• [TASK OBJECTIVE]: Quote every line of the data below word for word, with no changes.

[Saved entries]
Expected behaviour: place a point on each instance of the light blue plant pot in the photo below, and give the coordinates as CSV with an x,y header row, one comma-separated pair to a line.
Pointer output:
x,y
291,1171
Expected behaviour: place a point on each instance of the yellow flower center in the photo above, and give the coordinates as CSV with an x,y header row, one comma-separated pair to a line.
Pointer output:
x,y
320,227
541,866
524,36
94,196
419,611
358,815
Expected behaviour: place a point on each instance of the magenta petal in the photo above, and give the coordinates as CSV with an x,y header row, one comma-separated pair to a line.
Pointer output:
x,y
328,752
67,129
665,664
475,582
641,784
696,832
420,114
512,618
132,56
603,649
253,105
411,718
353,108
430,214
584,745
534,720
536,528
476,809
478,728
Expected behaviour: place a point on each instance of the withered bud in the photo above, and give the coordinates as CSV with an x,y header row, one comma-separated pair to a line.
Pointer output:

• [THE ANSWER]:
Expected behaviour: place a point on each instance of the light blue plant pot in the photo below, and give the coordinates as CSV with an x,y header row, one comma-separated pair to a line.
Pointer output:
x,y
291,1171
Expected behaviour: place a point on each instance of the yellow flower center in the photo above, and give the coordinates as CSV with an x,y header row, one comma-separated pair to a line.
Pointer output:
x,y
320,227
541,866
524,36
94,196
419,611
358,815
Expected behaviour: place a point on each instance of the magenta petal in the photo above, and give the coordinates as CSV with an x,y header row, one comma-separated pair to a line.
Pointer output:
x,y
328,752
67,129
665,664
475,582
641,784
696,832
420,114
512,618
132,56
603,649
253,105
411,718
353,108
430,214
584,745
534,720
536,528
476,809
478,728
Expected behaviour: place a point on each instance of the withered bud in the photo above, and give the coordinates as CSV with an x,y header row, one comma-separated pair to a line.
Pointer output:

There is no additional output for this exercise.